TASK BRIEF: Search the records for the string "hangar", then copy each line that has it.

========================================

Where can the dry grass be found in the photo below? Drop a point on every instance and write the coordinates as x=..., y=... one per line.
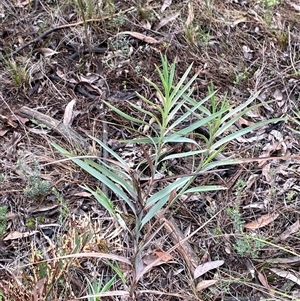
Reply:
x=242, y=47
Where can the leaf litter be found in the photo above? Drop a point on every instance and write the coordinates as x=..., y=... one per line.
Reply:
x=242, y=47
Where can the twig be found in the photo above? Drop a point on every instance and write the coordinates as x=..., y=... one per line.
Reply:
x=68, y=133
x=46, y=33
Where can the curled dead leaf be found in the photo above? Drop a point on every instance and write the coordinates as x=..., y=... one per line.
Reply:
x=140, y=36
x=207, y=266
x=264, y=220
x=205, y=284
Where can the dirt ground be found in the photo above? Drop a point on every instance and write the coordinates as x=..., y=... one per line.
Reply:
x=57, y=53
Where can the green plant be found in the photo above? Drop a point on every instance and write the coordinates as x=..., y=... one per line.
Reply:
x=171, y=121
x=270, y=3
x=64, y=210
x=244, y=244
x=97, y=287
x=3, y=219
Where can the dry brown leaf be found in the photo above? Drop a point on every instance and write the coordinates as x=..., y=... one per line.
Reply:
x=205, y=284
x=47, y=51
x=290, y=275
x=264, y=220
x=17, y=235
x=166, y=20
x=190, y=17
x=207, y=266
x=68, y=115
x=290, y=230
x=165, y=5
x=163, y=256
x=140, y=36
x=3, y=132
x=263, y=280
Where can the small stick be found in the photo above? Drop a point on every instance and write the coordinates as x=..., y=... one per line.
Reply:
x=46, y=33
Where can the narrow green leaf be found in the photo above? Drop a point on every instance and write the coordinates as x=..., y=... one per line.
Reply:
x=110, y=151
x=184, y=155
x=243, y=131
x=102, y=199
x=156, y=207
x=189, y=112
x=204, y=189
x=124, y=115
x=166, y=191
x=203, y=121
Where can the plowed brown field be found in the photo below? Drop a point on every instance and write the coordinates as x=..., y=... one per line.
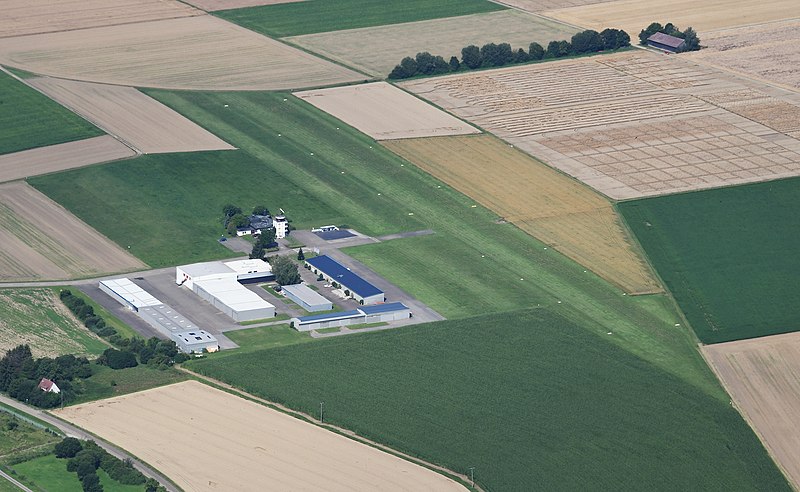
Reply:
x=544, y=203
x=206, y=439
x=763, y=377
x=40, y=240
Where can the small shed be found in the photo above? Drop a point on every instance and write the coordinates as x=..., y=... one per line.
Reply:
x=666, y=42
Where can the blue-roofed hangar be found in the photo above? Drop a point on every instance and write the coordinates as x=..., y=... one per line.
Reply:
x=378, y=313
x=332, y=271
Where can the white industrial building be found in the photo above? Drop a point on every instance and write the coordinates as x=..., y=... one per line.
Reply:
x=220, y=283
x=306, y=298
x=173, y=325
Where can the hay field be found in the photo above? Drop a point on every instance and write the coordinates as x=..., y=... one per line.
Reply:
x=137, y=119
x=25, y=17
x=37, y=317
x=767, y=51
x=202, y=53
x=635, y=15
x=61, y=157
x=206, y=439
x=377, y=50
x=628, y=124
x=542, y=202
x=366, y=107
x=763, y=377
x=40, y=240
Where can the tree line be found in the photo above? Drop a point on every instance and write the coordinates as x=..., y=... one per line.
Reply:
x=498, y=55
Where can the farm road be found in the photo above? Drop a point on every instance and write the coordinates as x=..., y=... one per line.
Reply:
x=73, y=431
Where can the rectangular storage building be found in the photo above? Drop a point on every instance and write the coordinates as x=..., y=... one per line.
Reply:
x=307, y=299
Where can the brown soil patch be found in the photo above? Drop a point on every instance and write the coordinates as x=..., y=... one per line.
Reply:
x=377, y=50
x=23, y=17
x=635, y=15
x=544, y=203
x=41, y=239
x=763, y=377
x=61, y=157
x=212, y=5
x=767, y=51
x=366, y=107
x=206, y=439
x=137, y=119
x=202, y=53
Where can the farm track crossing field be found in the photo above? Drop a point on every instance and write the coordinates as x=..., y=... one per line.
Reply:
x=38, y=318
x=25, y=17
x=322, y=171
x=188, y=53
x=521, y=383
x=742, y=50
x=245, y=445
x=377, y=50
x=635, y=15
x=29, y=119
x=630, y=124
x=365, y=107
x=61, y=157
x=761, y=376
x=542, y=202
x=41, y=240
x=719, y=253
x=130, y=115
x=313, y=16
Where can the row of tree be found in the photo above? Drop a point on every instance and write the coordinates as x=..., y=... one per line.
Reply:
x=85, y=458
x=688, y=35
x=498, y=55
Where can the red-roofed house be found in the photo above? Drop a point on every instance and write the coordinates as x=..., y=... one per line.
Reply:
x=48, y=386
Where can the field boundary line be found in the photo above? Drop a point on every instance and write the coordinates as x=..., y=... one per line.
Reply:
x=461, y=478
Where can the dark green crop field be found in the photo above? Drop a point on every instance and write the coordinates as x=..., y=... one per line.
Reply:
x=28, y=119
x=728, y=255
x=312, y=16
x=532, y=401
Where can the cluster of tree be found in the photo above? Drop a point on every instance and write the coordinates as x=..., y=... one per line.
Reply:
x=688, y=35
x=86, y=458
x=498, y=55
x=285, y=270
x=20, y=374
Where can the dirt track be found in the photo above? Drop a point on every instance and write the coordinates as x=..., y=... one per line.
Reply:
x=61, y=157
x=366, y=107
x=544, y=203
x=202, y=53
x=137, y=119
x=41, y=240
x=763, y=377
x=206, y=439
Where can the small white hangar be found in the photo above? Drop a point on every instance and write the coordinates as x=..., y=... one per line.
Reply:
x=220, y=283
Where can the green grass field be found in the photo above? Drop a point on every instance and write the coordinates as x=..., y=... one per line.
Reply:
x=312, y=16
x=528, y=398
x=471, y=265
x=728, y=255
x=29, y=119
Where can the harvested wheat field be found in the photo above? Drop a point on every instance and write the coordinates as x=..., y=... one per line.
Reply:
x=377, y=50
x=205, y=439
x=201, y=53
x=24, y=17
x=61, y=157
x=366, y=107
x=542, y=202
x=763, y=377
x=635, y=15
x=629, y=124
x=40, y=240
x=135, y=118
x=767, y=51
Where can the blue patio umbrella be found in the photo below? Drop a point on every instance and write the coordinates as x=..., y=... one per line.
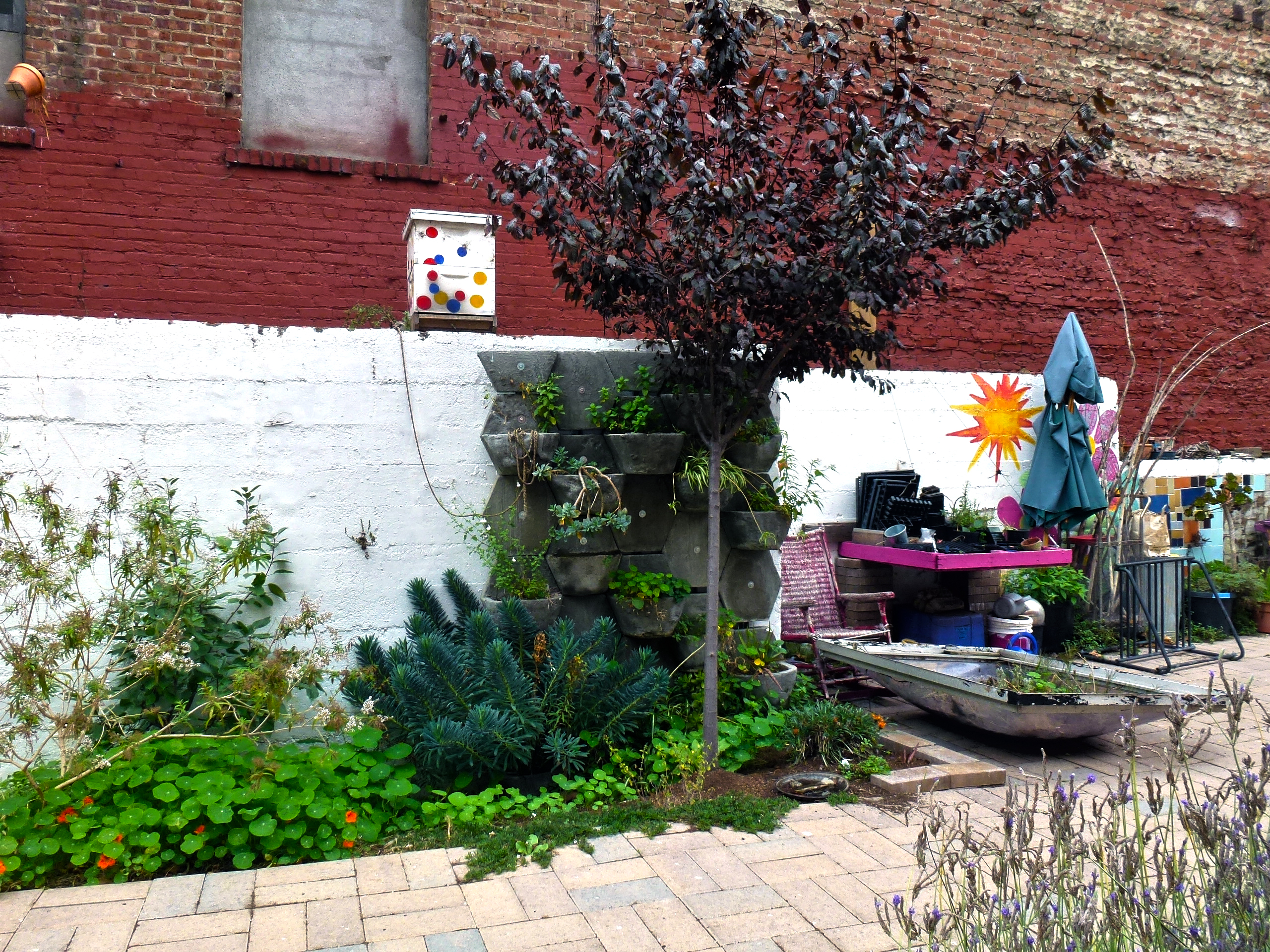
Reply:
x=1062, y=486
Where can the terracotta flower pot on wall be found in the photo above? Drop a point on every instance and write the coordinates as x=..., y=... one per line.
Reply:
x=26, y=82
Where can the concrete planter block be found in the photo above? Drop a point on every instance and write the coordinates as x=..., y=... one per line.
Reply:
x=756, y=457
x=509, y=412
x=780, y=679
x=755, y=532
x=648, y=500
x=582, y=575
x=597, y=543
x=508, y=370
x=584, y=373
x=591, y=448
x=652, y=621
x=602, y=493
x=750, y=584
x=513, y=454
x=645, y=454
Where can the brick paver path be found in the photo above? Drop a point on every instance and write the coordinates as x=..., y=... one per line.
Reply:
x=807, y=888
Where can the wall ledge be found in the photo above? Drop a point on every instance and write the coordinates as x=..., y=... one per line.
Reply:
x=330, y=164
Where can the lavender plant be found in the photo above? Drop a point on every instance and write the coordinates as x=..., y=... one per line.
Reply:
x=1178, y=862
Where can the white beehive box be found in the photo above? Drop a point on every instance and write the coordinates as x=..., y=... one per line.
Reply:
x=451, y=262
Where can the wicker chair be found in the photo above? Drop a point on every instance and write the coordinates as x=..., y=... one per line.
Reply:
x=812, y=610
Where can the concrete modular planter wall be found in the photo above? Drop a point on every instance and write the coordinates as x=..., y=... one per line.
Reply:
x=645, y=454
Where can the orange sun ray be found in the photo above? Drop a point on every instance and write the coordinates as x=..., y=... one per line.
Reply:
x=1000, y=419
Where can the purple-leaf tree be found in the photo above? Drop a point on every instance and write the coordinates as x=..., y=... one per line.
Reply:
x=754, y=205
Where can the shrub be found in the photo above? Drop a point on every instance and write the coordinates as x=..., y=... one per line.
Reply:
x=487, y=696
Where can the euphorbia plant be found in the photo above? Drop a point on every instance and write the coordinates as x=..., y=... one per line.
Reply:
x=752, y=210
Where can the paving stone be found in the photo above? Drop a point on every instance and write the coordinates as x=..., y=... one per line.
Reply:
x=620, y=930
x=14, y=907
x=723, y=866
x=226, y=892
x=543, y=895
x=429, y=867
x=379, y=874
x=681, y=874
x=304, y=892
x=85, y=895
x=711, y=905
x=536, y=933
x=815, y=904
x=606, y=874
x=280, y=930
x=173, y=895
x=220, y=944
x=412, y=926
x=154, y=932
x=747, y=927
x=460, y=941
x=620, y=894
x=493, y=903
x=610, y=848
x=334, y=923
x=675, y=927
x=412, y=900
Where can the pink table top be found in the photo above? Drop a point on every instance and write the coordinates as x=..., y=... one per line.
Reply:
x=942, y=563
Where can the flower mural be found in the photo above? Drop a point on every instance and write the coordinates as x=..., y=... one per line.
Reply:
x=1101, y=427
x=1000, y=419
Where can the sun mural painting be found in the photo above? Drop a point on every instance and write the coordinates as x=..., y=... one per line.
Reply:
x=1001, y=419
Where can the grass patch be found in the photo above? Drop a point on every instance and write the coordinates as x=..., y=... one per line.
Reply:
x=502, y=847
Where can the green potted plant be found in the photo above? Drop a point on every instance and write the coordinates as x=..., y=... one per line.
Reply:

========================================

RESPONSE TO THIS EXERCISE:
Where can the blue-roofed hangar be found in the photo above? Drop a point on every instance and write the coordinates as x=..., y=... one per line.
Where can the small white hangar be found in the photo above? Drop a point on every instance and write the coordinates as x=..., y=... one per line.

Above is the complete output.